**Problem:** Entries follow. Give back exactly the lines starting at the one containing "on leaf, and" and ending at the one containing "column 156, row 218", and no other lines.

**Records for processing:**
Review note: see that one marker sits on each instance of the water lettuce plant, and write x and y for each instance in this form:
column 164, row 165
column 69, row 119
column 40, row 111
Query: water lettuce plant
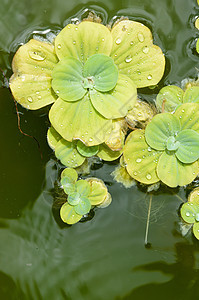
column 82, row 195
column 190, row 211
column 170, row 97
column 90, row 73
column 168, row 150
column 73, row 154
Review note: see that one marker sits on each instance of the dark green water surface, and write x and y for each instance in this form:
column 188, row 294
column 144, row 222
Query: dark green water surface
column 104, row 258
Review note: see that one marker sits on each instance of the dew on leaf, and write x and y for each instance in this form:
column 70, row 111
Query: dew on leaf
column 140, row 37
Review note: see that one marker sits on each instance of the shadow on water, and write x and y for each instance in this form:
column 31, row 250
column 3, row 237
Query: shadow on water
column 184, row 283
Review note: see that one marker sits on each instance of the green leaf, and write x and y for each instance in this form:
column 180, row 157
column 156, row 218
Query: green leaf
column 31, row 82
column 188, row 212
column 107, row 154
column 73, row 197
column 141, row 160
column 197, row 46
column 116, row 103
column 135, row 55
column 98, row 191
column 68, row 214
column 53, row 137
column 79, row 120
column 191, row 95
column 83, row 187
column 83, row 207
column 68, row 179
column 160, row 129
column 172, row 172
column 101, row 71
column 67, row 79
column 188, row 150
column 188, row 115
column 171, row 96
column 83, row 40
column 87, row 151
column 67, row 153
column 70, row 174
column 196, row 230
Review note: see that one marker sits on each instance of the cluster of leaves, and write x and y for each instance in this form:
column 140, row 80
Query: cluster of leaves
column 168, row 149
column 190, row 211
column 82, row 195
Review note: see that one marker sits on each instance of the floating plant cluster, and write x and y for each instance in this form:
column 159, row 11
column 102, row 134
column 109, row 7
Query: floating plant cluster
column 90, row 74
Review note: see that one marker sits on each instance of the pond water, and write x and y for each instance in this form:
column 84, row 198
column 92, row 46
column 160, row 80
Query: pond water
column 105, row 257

...

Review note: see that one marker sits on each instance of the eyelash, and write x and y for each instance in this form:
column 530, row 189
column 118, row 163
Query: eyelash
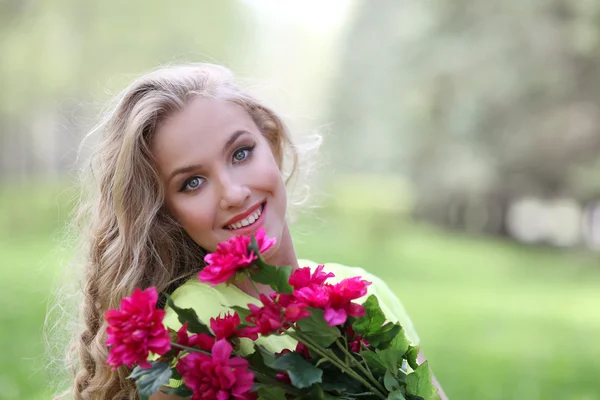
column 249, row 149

**Response below:**
Review note: see that one marker sits on each instance of the dew on leaf, and write x and y for each instance in this form:
column 70, row 111
Query: dew on leaf
column 140, row 37
Review note: see that one marker sits on each instance of the shadow on water, and write x and y for each instance in this form:
column 31, row 250
column 3, row 237
Query: shadow on water
column 184, row 283
Review note: see that one marker sits on each instance of the green leaf, and write x and y for each instance in this form:
column 180, row 157
column 156, row 218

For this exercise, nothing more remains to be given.